Dataset entries section start
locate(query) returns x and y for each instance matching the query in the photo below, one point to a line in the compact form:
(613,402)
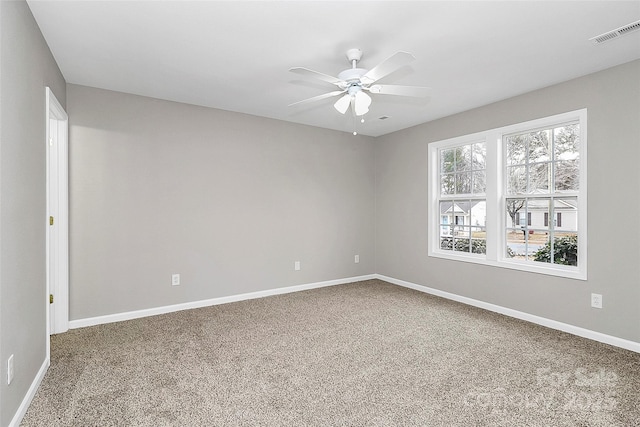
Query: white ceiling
(235,55)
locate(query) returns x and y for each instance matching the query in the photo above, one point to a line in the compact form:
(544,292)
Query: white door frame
(57,123)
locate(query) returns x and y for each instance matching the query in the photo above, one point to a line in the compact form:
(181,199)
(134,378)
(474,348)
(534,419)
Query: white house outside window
(513,197)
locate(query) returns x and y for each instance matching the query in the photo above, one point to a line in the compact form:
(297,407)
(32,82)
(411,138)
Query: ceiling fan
(354,83)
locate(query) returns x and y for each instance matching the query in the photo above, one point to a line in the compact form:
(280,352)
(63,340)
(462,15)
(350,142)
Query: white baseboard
(118,317)
(565,327)
(22,409)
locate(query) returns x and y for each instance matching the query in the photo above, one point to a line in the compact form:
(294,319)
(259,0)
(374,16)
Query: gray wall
(26,68)
(227,200)
(612,98)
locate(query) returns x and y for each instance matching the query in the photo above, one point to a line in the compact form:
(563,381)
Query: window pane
(448,184)
(461,244)
(478,213)
(479,156)
(446,243)
(563,250)
(566,142)
(516,209)
(567,211)
(517,180)
(478,240)
(516,150)
(538,247)
(516,247)
(463,158)
(539,146)
(539,178)
(567,175)
(539,210)
(463,183)
(447,158)
(479,182)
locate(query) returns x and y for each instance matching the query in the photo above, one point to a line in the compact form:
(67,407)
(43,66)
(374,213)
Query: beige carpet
(363,354)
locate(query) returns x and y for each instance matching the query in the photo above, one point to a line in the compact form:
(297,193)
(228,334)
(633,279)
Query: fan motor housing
(352,74)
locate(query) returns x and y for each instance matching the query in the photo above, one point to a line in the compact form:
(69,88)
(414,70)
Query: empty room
(319,213)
Dataset entries section end
### Exercise aim
Output the records above in their entirety and exactly, leaving out all images.

### Result
locate(query) returns x and y for each instance matching the query in the photo below, one point to a line in the compact form:
(613,402)
Query: white ceiling
(235,55)
locate(query) returns x and y for each instance matching the query in the photo above, one point to a line in the compact form:
(544,292)
Query: white door frame
(57,123)
locate(query) returns x and y for each instance matching the query in the photo above, one point to a line in the compact form:
(181,199)
(134,378)
(474,348)
(534,419)
Query: white house outside window
(513,197)
locate(query) returns x and y for each instance matching the query in the photo above, one point to a line in the compact form:
(297,407)
(32,82)
(411,138)
Query: ceiling fan
(354,83)
locate(query) returns x and y for each instance matching the query in the photo above, one point to a line in the compact form:
(280,352)
(63,340)
(462,15)
(350,142)
Query: white baseboard
(118,317)
(565,327)
(22,409)
locate(query) returns x and y for each instance matching the query in the photo above, one point to a line in the compact form:
(294,319)
(259,0)
(374,16)
Query: gray wall
(26,68)
(227,200)
(612,98)
locate(query) returns x and y for each instance matching the query in the photo above, one point to a line in the compact form:
(563,381)
Query: window pane
(448,184)
(461,244)
(478,213)
(479,156)
(446,243)
(563,250)
(566,142)
(516,209)
(567,211)
(517,180)
(478,240)
(516,150)
(538,247)
(516,247)
(463,158)
(539,146)
(539,178)
(567,175)
(539,210)
(463,183)
(447,158)
(479,182)
locate(query) returns x and y for each instance matching the query in the photo above, one point to a line in the compact form:
(67,407)
(43,66)
(374,213)
Query: beige carpet
(363,354)
locate(query) returns x and y for each instance matching the query in the photo above, one point to a line in the compact form:
(297,193)
(228,334)
(633,279)
Query: fan motor housing
(352,74)
locate(query) returns x and y for each instance matching the query in the photo above, one point to a line in the compact form:
(69,88)
(414,70)
Query: empty room
(319,213)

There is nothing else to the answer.